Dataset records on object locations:

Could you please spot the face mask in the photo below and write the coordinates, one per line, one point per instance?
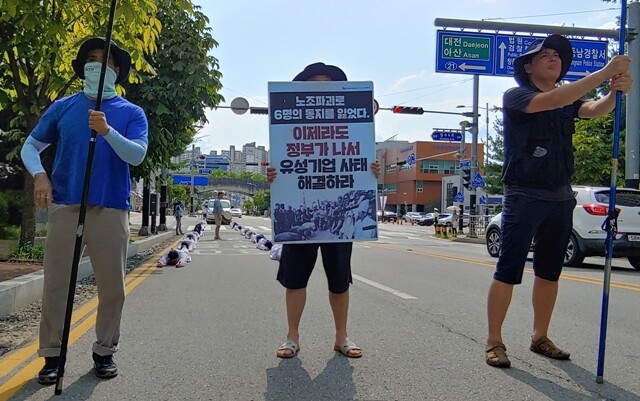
(92, 79)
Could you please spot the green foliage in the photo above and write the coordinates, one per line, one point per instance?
(10, 212)
(27, 251)
(593, 143)
(186, 82)
(248, 206)
(262, 201)
(245, 175)
(493, 169)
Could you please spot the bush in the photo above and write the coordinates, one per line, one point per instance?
(27, 250)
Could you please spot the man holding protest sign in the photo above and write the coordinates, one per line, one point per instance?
(298, 260)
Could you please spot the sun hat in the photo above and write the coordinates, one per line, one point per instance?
(333, 72)
(122, 57)
(556, 42)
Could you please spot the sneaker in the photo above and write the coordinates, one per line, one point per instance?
(104, 366)
(49, 373)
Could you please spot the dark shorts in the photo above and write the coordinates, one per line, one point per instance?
(298, 260)
(547, 223)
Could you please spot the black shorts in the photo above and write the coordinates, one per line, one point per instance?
(298, 260)
(524, 219)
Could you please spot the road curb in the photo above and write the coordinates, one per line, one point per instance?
(22, 291)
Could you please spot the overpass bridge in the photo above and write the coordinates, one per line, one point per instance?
(246, 187)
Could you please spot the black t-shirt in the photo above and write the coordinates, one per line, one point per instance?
(538, 148)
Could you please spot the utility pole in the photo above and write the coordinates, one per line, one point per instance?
(463, 126)
(474, 154)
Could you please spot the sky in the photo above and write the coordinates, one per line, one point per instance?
(392, 43)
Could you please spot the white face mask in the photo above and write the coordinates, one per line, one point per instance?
(92, 79)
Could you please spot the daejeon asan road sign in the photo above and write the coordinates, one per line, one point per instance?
(493, 54)
(451, 136)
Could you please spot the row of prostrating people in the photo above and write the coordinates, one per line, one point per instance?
(180, 255)
(262, 242)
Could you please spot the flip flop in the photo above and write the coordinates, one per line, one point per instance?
(348, 348)
(289, 345)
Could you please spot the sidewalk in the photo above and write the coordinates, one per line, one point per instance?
(22, 291)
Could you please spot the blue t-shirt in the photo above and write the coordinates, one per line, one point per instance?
(217, 206)
(65, 123)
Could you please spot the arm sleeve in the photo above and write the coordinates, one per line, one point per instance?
(131, 151)
(518, 98)
(30, 155)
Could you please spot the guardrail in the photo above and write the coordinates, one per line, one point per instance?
(478, 225)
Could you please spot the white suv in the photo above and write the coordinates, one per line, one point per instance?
(588, 237)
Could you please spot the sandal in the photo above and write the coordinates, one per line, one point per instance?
(546, 347)
(349, 349)
(290, 346)
(496, 355)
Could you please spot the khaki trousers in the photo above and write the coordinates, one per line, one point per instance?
(106, 236)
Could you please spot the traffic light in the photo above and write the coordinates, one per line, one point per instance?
(407, 110)
(466, 178)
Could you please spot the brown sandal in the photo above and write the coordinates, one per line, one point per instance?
(546, 347)
(496, 355)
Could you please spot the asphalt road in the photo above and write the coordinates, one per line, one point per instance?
(209, 331)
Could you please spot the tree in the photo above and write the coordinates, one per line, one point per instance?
(493, 169)
(186, 82)
(38, 42)
(593, 143)
(262, 200)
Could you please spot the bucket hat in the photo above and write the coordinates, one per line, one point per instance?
(556, 42)
(121, 57)
(335, 73)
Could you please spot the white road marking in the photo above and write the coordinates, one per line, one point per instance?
(382, 287)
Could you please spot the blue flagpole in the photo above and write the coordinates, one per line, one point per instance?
(611, 223)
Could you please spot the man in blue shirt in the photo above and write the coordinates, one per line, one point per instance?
(121, 140)
(537, 171)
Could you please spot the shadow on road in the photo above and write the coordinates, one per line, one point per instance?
(289, 381)
(581, 378)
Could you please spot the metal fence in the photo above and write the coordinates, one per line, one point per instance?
(477, 225)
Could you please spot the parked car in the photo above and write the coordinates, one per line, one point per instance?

- _What to produce_
Format every line of the material above as a numbered list, omitting blank lines. Leave the pictures out of your answer.

- _Reply to the task_
1. Could you please spot the face mask in the photo below and write the coordinates, one per line, one point per instance?
2. (92, 79)
3. Could you please spot the green foliage in the photo above and write the coordinates, one per line, one point per instance?
4. (10, 212)
5. (27, 251)
6. (593, 143)
7. (186, 82)
8. (248, 206)
9. (262, 201)
10. (245, 175)
11. (493, 169)
12. Could you please spot the bush in the photo above and write the coordinates, one per line, one point per instance?
13. (27, 250)
14. Could you please spot the man holding protest sign in the photo above and write the coordinates, one per line, one point per instance?
15. (298, 260)
16. Could you please spot the sun hat in the photo above and write the coordinates, one per line, one point per instance?
17. (333, 72)
18. (122, 57)
19. (556, 42)
20. Could you please spot the sneaker in the photo above and write the coordinates, one per line, one point per instance?
21. (104, 366)
22. (49, 373)
23. Could you please spot the dark shorts in the photo above and write the coordinates, one per line, one point per instance?
24. (298, 260)
25. (547, 223)
26. Could you please spot the black shorts in the photo above and write the coordinates, one per line, one point per instance?
27. (298, 260)
28. (524, 219)
29. Could you please spot the road curb in the photo above and write the coordinates, one per line, one point per instance?
30. (22, 291)
31. Could you please spot the overpass bridge in the photo above and write the coordinates, one per line, one point per instance?
32. (246, 187)
33. Could you please spot the black t-shirt in the photo above and write the coordinates, one per line, one point per instance?
34. (538, 148)
35. Could you please spot the utility pole in the photo above and write the coordinates, one per line, one point per instance?
36. (463, 126)
37. (474, 154)
38. Could you please spot the sky in the photo above and write the coordinates, one per line, one point per instance?
39. (392, 43)
40. Could you please spot the white face mask in the photo above and write the coordinates, one per line, one point per instance?
41. (92, 79)
42. Could you please spot the daejeon asan road sign in the photo above and write the coordinates, one per line, one point per instance?
43. (493, 54)
44. (451, 136)
45. Could you please spot the row of prostrating people in the photo above and write the coordinates, one per line, one point per instance?
46. (180, 255)
47. (262, 242)
48. Could you please spot the flip flop in the photo above and write the coordinates, one per line, one point per instance?
49. (348, 348)
50. (289, 345)
51. Could you please spot the sidewalk in the photo above and write the coordinates, one per line, one point per instance?
52. (22, 291)
53. Could you please spot the blue t-shirt in the photo above and write the coordinates, one per line, one point per instance?
54. (217, 206)
55. (65, 123)
56. Could you please spot the arm sleeve in the photo above and write the coordinates, one per line, one point per instance?
57. (131, 151)
58. (518, 98)
59. (30, 155)
60. Could you please spot the guardrail in the photo above and write the coordinates, one per line, one point per instance?
61. (478, 225)
62. Could you please spot the white suv in the photo above and write the coordinates, one per line, one point per instance?
63. (588, 237)
64. Could you please spot the sandal in the photo above and write the coordinates, one per line, one point per instance?
65. (546, 347)
66. (349, 349)
67. (290, 346)
68. (496, 355)
69. Could you please spot the khaki trousers in the photo above and write the coordinates, one per line, one point per instance?
70. (106, 236)
71. Could you please spot the traffic light in the photo above and write the coordinates, one per line, one point per instance?
72. (407, 110)
73. (466, 178)
74. Could you please spot the brown sandal in the photo above and write the coordinates, one per line, one point per instance?
75. (546, 347)
76. (496, 355)
77. Could you please spot the asphalt road in the photo above and write the coordinates, one per line, one point per instance?
78. (209, 331)
79. Could you please spot the tree in the photo above and write the coordinates, one per line, one point per instance?
80. (493, 169)
81. (186, 82)
82. (38, 42)
83. (593, 143)
84. (262, 200)
85. Could you please spot the bucket hat in the photo above and write the coordinates, one per line, one point per instance?
86. (556, 42)
87. (121, 57)
88. (335, 73)
89. Could you please spot the white road marking in the photo above and write the coordinates, one per line, one point per instance?
90. (382, 287)
91. Could you please spot the blue flagpole in the photo above and write the coordinates, one per line, one point per instance?
92. (611, 223)
93. Could you please spot the man in blue shirt in the photo above and write the coordinates, one per line, one point per instance?
94. (121, 140)
95. (537, 171)
96. Could you please spot the shadow on road in the photo above and write the coordinates, one per line, one point per instance?
97. (289, 381)
98. (581, 378)
99. Could you please spot the metal fence in the photo above and write the coordinates, one per line, one point per instance?
100. (477, 225)
101. Could you please spot the parked car in the photo above and write the coordinates, one per line, one point per instance?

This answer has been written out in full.